## Exercise
Extract every line of the data below and reproduce each one verbatim, leaving the pictures out of your answer.
......
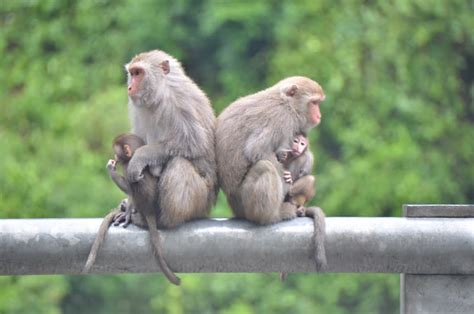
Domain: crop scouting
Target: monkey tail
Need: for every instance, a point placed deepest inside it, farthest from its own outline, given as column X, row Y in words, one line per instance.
column 99, row 239
column 156, row 246
column 319, row 235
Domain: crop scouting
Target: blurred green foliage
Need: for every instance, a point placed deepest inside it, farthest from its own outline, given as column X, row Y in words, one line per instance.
column 397, row 126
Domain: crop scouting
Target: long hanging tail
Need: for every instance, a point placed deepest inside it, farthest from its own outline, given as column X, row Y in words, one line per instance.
column 99, row 239
column 156, row 246
column 319, row 236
......
## Answer to the task
Domain: crop scouting
Target: monkey tail
Need: for every instance, a point placed deepest inside it, farthest from its own outline, given as column X, row Y in words, one line per instance.
column 99, row 239
column 156, row 246
column 319, row 235
Domain: crop scouting
Target: blurred green foliage
Need: for every instance, a point placed deepest inside it, farthest from its own outline, given as column X, row Y in words, one line per instance.
column 397, row 126
Domain: crop scouting
Target: long hanging tail
Need: for every instance, a point placed deepest inside it, farthest from its own outline, given as column X, row Y in words, one line per instance.
column 99, row 239
column 156, row 246
column 319, row 236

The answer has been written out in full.